WHAT IS ASKED ▸ Exclude images, then output the remaining data verbatim.

Recorded data:
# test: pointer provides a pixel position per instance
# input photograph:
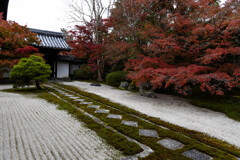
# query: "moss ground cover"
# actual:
(213, 147)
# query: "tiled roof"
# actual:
(68, 58)
(52, 40)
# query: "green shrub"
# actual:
(115, 78)
(84, 73)
(30, 70)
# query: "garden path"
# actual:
(173, 110)
(31, 128)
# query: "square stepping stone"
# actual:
(74, 97)
(114, 116)
(130, 123)
(148, 133)
(87, 103)
(79, 100)
(94, 106)
(171, 143)
(196, 155)
(101, 111)
(68, 95)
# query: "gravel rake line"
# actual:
(33, 130)
(146, 150)
(67, 90)
(58, 137)
(40, 149)
(68, 131)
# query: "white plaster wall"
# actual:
(62, 69)
(73, 67)
(6, 72)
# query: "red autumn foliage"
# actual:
(172, 43)
(180, 43)
(15, 43)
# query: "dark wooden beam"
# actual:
(4, 8)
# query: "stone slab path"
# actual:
(32, 128)
(173, 110)
(166, 142)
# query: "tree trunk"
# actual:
(38, 85)
(99, 70)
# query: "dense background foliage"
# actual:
(170, 43)
(15, 43)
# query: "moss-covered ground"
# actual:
(192, 139)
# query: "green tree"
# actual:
(30, 70)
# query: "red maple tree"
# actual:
(15, 43)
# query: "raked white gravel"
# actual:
(173, 110)
(31, 128)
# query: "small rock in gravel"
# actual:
(171, 143)
(196, 155)
(130, 123)
(86, 103)
(148, 133)
(101, 111)
(114, 116)
(96, 84)
(94, 106)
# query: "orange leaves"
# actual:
(15, 41)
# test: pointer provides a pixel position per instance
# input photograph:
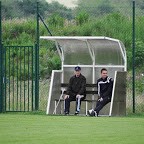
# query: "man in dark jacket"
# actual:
(104, 86)
(76, 91)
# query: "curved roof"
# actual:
(88, 50)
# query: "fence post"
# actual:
(1, 65)
(37, 62)
(133, 55)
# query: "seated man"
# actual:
(104, 86)
(76, 91)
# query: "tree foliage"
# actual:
(26, 8)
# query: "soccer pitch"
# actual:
(42, 129)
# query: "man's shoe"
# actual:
(76, 113)
(66, 113)
(92, 113)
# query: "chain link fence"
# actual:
(19, 28)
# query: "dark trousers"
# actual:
(101, 104)
(68, 100)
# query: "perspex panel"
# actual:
(111, 71)
(76, 52)
(107, 52)
(119, 101)
(69, 72)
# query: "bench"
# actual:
(65, 85)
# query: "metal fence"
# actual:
(116, 22)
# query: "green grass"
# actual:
(42, 129)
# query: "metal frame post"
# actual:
(133, 57)
(37, 62)
(1, 64)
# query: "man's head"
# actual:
(77, 71)
(104, 73)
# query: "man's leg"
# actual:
(101, 104)
(68, 99)
(79, 98)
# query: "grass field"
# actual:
(42, 129)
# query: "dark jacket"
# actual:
(105, 87)
(77, 85)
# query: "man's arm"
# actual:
(83, 86)
(69, 89)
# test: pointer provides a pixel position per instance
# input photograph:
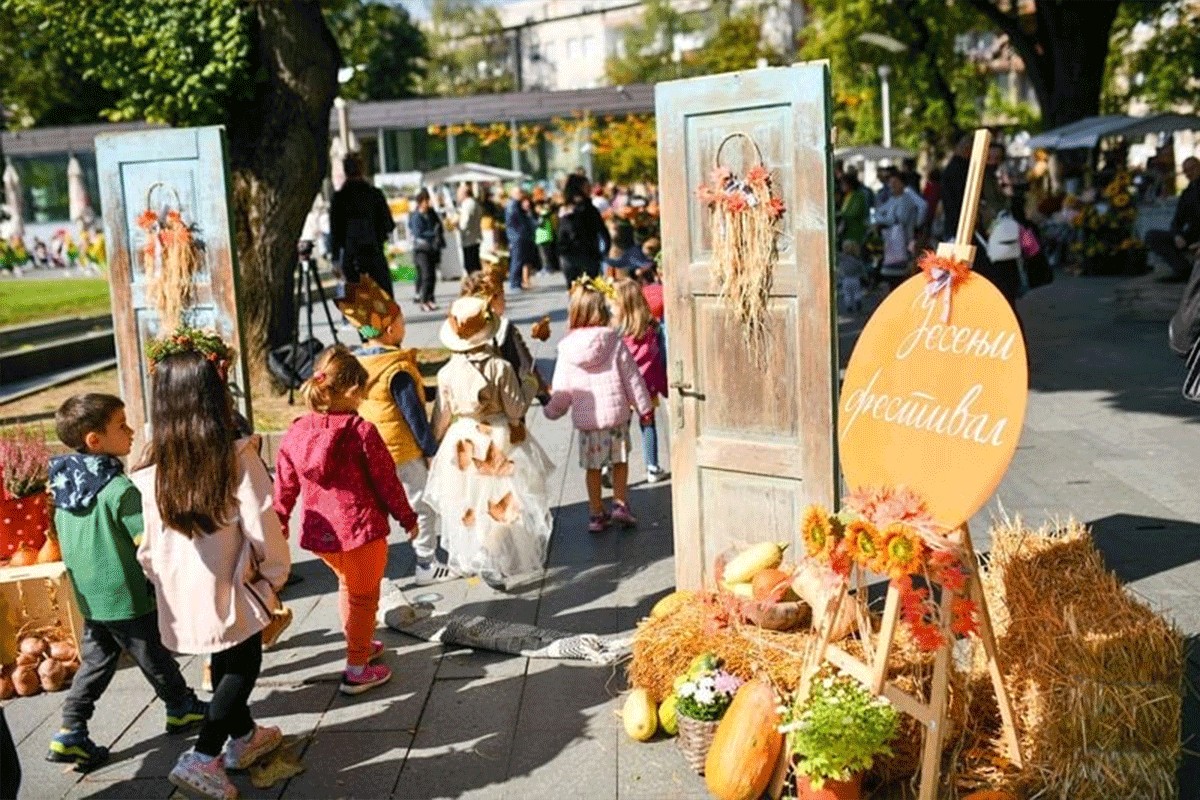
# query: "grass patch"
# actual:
(28, 300)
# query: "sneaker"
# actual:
(433, 572)
(655, 474)
(372, 675)
(622, 516)
(240, 753)
(598, 522)
(76, 747)
(186, 717)
(199, 777)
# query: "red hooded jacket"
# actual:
(348, 482)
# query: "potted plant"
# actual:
(703, 693)
(837, 733)
(24, 504)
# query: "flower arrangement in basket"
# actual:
(24, 511)
(171, 257)
(747, 221)
(702, 696)
(838, 731)
(891, 531)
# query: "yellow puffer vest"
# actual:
(381, 409)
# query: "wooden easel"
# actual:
(873, 672)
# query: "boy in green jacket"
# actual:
(97, 513)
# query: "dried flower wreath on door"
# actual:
(747, 220)
(171, 257)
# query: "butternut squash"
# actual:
(747, 745)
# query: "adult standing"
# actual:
(360, 223)
(582, 234)
(471, 217)
(1185, 230)
(520, 232)
(425, 228)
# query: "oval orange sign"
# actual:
(935, 405)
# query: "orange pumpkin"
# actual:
(23, 557)
(747, 745)
(49, 552)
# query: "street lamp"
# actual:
(886, 98)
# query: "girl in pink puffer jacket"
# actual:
(598, 380)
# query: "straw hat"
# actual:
(469, 325)
(369, 307)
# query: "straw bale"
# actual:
(1097, 687)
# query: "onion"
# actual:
(52, 674)
(34, 645)
(25, 681)
(63, 651)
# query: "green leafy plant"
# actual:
(839, 729)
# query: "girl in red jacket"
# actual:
(337, 461)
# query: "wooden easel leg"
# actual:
(988, 636)
(939, 693)
(883, 645)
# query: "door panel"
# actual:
(751, 443)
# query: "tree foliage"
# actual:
(469, 50)
(1155, 56)
(381, 41)
(160, 60)
(935, 89)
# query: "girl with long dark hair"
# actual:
(213, 547)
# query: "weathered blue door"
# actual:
(180, 170)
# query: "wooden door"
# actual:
(181, 169)
(751, 444)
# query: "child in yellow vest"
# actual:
(394, 401)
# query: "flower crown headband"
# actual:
(191, 340)
(601, 284)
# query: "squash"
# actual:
(753, 560)
(747, 745)
(49, 552)
(640, 715)
(23, 557)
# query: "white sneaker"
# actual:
(655, 474)
(433, 572)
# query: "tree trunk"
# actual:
(1078, 35)
(279, 150)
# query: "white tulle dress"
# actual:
(490, 493)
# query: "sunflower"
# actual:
(864, 542)
(817, 533)
(904, 551)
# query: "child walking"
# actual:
(341, 467)
(489, 480)
(213, 548)
(394, 401)
(598, 380)
(99, 521)
(640, 331)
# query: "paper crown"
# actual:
(369, 307)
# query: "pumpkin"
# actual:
(747, 745)
(49, 552)
(23, 557)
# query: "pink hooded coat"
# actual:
(598, 380)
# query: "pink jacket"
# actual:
(598, 379)
(217, 590)
(649, 361)
(348, 480)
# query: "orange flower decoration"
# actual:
(904, 551)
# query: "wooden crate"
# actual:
(31, 597)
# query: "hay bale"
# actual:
(1097, 689)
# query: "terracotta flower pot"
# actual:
(851, 789)
(23, 523)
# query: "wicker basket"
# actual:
(695, 738)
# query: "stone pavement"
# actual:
(1107, 438)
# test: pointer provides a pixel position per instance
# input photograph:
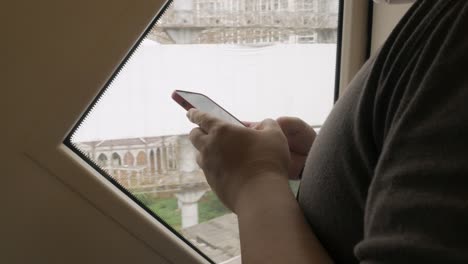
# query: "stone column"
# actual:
(188, 200)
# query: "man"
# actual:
(386, 181)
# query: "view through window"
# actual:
(256, 58)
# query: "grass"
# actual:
(209, 207)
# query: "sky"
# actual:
(253, 83)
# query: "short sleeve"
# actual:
(417, 204)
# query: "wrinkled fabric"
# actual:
(386, 181)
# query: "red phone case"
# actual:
(186, 105)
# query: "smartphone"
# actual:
(189, 100)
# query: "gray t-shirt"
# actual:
(386, 180)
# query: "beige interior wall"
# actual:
(57, 56)
(384, 21)
(56, 209)
(354, 39)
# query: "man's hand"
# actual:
(300, 138)
(233, 157)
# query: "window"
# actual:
(257, 58)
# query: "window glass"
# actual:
(256, 58)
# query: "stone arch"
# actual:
(116, 160)
(102, 160)
(141, 159)
(129, 160)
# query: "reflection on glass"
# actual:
(257, 58)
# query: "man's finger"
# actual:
(198, 138)
(267, 123)
(205, 121)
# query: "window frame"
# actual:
(342, 7)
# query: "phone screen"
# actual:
(205, 104)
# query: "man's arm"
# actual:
(272, 226)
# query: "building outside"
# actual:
(165, 166)
(248, 22)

CORRECT OUTPUT ▸
# test: pointer provides a pixel position per instance
# input photograph:
# query: "moss ground cover"
# actual:
(213, 147)
# query: "tiled roof"
# actual:
(68, 58)
(52, 40)
# query: "green shrub"
# actual:
(115, 78)
(84, 73)
(30, 70)
# query: "garden path"
# actual:
(173, 110)
(31, 128)
# query: "square stepping stone"
# actual:
(74, 97)
(114, 116)
(130, 123)
(148, 133)
(87, 103)
(79, 100)
(94, 106)
(171, 143)
(196, 155)
(101, 111)
(68, 95)
# query: "gravel rake line"
# actual:
(33, 130)
(146, 150)
(67, 90)
(58, 137)
(40, 149)
(68, 131)
# query: "white plaster wall"
# actual:
(62, 69)
(73, 67)
(6, 72)
# query: "red autumn foliage"
# actual:
(172, 43)
(180, 43)
(15, 43)
# query: "dark wooden beam"
# actual:
(4, 8)
# query: "stone slab path"
# actual:
(32, 128)
(173, 110)
(166, 142)
# query: "tree trunk"
# actual:
(38, 85)
(99, 70)
# query: "dense background foliage"
# actual:
(170, 43)
(15, 43)
# query: "moss-covered ground"
# actual:
(192, 139)
# query: "green tree"
# actual:
(30, 70)
# query: "red maple tree"
# actual:
(15, 43)
# query: "raked white gravel"
# actual:
(173, 110)
(31, 128)
# query: "small rock in gravel"
# actual:
(171, 143)
(196, 155)
(130, 123)
(86, 103)
(148, 133)
(101, 111)
(114, 116)
(96, 84)
(94, 106)
# query: "orange leaves"
# actual:
(15, 41)
# test: pointer provides a pixel position per instance
# input photograph:
# query: "man in dark jacket"
# actual:
(104, 86)
(76, 91)
# query: "curved roof"
# actual:
(88, 50)
# query: "fence post"
# actual:
(1, 65)
(37, 62)
(133, 55)
# query: "seated man"
# actual:
(104, 86)
(76, 91)
# query: "tree foliage"
# actual:
(26, 8)
# query: "soccer pitch"
# actual:
(42, 129)
# query: "man's shoe"
# actual:
(76, 113)
(66, 113)
(92, 113)
# query: "chain link fence"
# actual:
(19, 28)
# query: "dark trousers"
# actual:
(101, 104)
(68, 100)
# query: "perspex panel"
# actual:
(111, 71)
(76, 52)
(107, 52)
(119, 101)
(69, 72)
# query: "bench"
# actual:
(65, 85)
# query: "metal fence"
# actual:
(116, 22)
# query: "green grass"
# actual:
(42, 129)
# query: "metal frame post"
# actual:
(133, 57)
(37, 62)
(1, 64)
# query: "man's head"
# actual:
(77, 71)
(104, 73)
# query: "man's leg"
# actual:
(101, 104)
(68, 99)
(79, 98)
# query: "grass field"
# actual:
(42, 129)
# query: "dark jacket"
# actual:
(105, 87)
(77, 85)
# query: "man's arm"
# actual:
(83, 86)
(69, 89)
# test: pointer provides a pixel position per instance
# input photograph:
# query: "grass patch"
# actual:
(28, 300)
# query: "sneaker"
# actual:
(433, 572)
(655, 474)
(372, 675)
(622, 516)
(240, 753)
(598, 522)
(76, 747)
(186, 717)
(199, 777)
# query: "red hooded jacket"
# actual:
(348, 482)
# query: "potted plant"
# actual:
(703, 693)
(837, 733)
(24, 504)
# query: "flower arrangement in basket"
# actual:
(24, 511)
(171, 257)
(747, 221)
(702, 696)
(838, 731)
(891, 531)
# query: "yellow puffer vest"
# actual:
(381, 409)
# query: "wooden easel"
# actual:
(873, 672)
# query: "boy in green jacket"
# actual:
(97, 513)
# query: "dried flower wreath on door"
# actual:
(747, 220)
(171, 257)
# query: "butternut squash"
# actual:
(747, 745)
# query: "adult standing"
# actual:
(360, 223)
(582, 234)
(471, 217)
(1185, 230)
(520, 232)
(425, 228)
# query: "oval orange sign"
# actual:
(935, 405)
# query: "orange pumpkin"
# actual:
(23, 557)
(747, 745)
(49, 552)
# query: "street lamp"
# actual:
(886, 98)
# query: "girl in pink puffer jacket"
# actual:
(598, 380)
# query: "straw hat"
# actual:
(469, 325)
(369, 307)
# query: "straw bale"
# actual:
(1097, 687)
# query: "onion"
# actual:
(52, 674)
(34, 645)
(25, 681)
(63, 651)
# query: "green leafy plant"
# actual:
(839, 729)
# query: "girl in red jacket"
# actual:
(337, 461)
# query: "wooden easel leg"
# actual:
(988, 636)
(939, 693)
(883, 645)
# query: "door panel"
# actual:
(751, 443)
# query: "tree foliage"
# actual:
(469, 50)
(1155, 56)
(381, 41)
(160, 60)
(935, 89)
# query: "girl with long dark hair"
# actual:
(213, 547)
# query: "weathered blue door"
# actual:
(180, 170)
# query: "wooden door"
# actual:
(181, 169)
(751, 444)
# query: "child in yellow vest"
# actual:
(394, 401)
# query: "flower crown headband"
# actual:
(191, 340)
(601, 284)
# query: "squash"
# actual:
(753, 560)
(747, 745)
(49, 552)
(640, 715)
(23, 557)
# query: "white sneaker"
# actual:
(655, 474)
(433, 572)
# query: "tree trunk"
# actual:
(1078, 35)
(279, 150)
# query: "white tulle dress"
# actual:
(490, 493)
# query: "sunflower"
# actual:
(864, 542)
(817, 533)
(904, 551)
# query: "child walking"
# actual:
(341, 467)
(489, 480)
(213, 548)
(394, 401)
(598, 380)
(99, 521)
(640, 331)
# query: "paper crown"
# actual:
(369, 307)
# query: "pumpkin"
# actual:
(747, 745)
(49, 552)
(23, 557)
# query: "pink hooded coat"
# actual:
(598, 380)
# query: "pink jacket"
# actual:
(598, 379)
(217, 590)
(649, 361)
(348, 480)
# query: "orange flower decoration"
# actual:
(904, 551)
# query: "wooden crate"
# actual:
(31, 597)
# query: "hay bale"
# actual:
(1097, 689)
# query: "terracotta flower pot"
# actual:
(851, 789)
(23, 523)
# query: "wicker basket"
# actual:
(695, 738)
# query: "stone pavement"
# actual:
(1107, 438)
# test: pointer provides a pixel position per instance
# input photograph:
# query: "stone column"
# actual:
(188, 200)
# query: "man"
# actual:
(386, 181)
# query: "view through window"
# actual:
(256, 58)
# query: "grass"
# actual:
(209, 207)
# query: "sky"
# actual:
(253, 83)
# query: "short sleeve"
# actual:
(417, 204)
# query: "wrinkled fabric"
# actual:
(386, 181)
# query: "red phone case"
# actual:
(186, 105)
# query: "smartphone"
# actual:
(189, 100)
# query: "gray t-shirt"
# actual:
(386, 180)
# query: "beige interior wall"
# actual:
(57, 56)
(384, 21)
(56, 209)
(354, 39)
# query: "man's hand"
# actual:
(300, 138)
(233, 157)
# query: "window"
# actual:
(257, 58)
# query: "window glass"
# actual:
(256, 58)
# query: "stone arch"
# actual:
(116, 160)
(102, 160)
(141, 159)
(129, 160)
# query: "reflection on glass"
# actual:
(257, 58)
# query: "man's finger"
# actual:
(198, 138)
(267, 123)
(205, 121)
# query: "window frame"
# actual:
(342, 7)
# query: "phone screen"
# actual:
(205, 104)
# query: "man's arm"
# actual:
(272, 226)
# query: "building outside"
# actual:
(165, 166)
(248, 22)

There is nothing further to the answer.